## Extrahierte Einträge
======

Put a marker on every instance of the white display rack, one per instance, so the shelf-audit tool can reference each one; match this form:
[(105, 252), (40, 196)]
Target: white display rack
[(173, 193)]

======

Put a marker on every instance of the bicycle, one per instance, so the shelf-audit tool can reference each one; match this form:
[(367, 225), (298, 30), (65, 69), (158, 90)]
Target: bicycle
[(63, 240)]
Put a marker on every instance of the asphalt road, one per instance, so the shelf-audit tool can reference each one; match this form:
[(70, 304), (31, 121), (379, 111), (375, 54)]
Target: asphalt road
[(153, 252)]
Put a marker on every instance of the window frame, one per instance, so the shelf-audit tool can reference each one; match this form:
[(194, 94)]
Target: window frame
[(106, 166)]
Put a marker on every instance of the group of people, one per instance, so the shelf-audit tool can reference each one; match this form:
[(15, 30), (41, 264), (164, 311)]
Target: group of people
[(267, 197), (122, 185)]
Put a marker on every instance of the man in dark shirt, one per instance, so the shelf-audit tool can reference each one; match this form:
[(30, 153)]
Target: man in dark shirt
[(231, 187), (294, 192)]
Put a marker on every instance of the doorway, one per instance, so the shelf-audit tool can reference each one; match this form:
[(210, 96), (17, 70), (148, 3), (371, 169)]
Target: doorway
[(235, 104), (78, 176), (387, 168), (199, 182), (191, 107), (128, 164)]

======

## Deine Aufgabe
Gib die Zeilen unverändert wieder, beginnend mit der Zeile, die „Put a marker on every instance of the doorway, one“ enthält, und endend mit der Zeile, die „107), (128, 164)]“ enthält, beide eingeschlossen.

## Erwartete Antwort
Put a marker on every instance of the doorway, one per instance, so the shelf-audit tool can reference each one; match this form:
[(210, 96), (17, 70), (148, 3), (371, 169)]
Target: doorway
[(235, 104), (78, 176), (387, 168), (199, 182), (191, 107), (128, 164)]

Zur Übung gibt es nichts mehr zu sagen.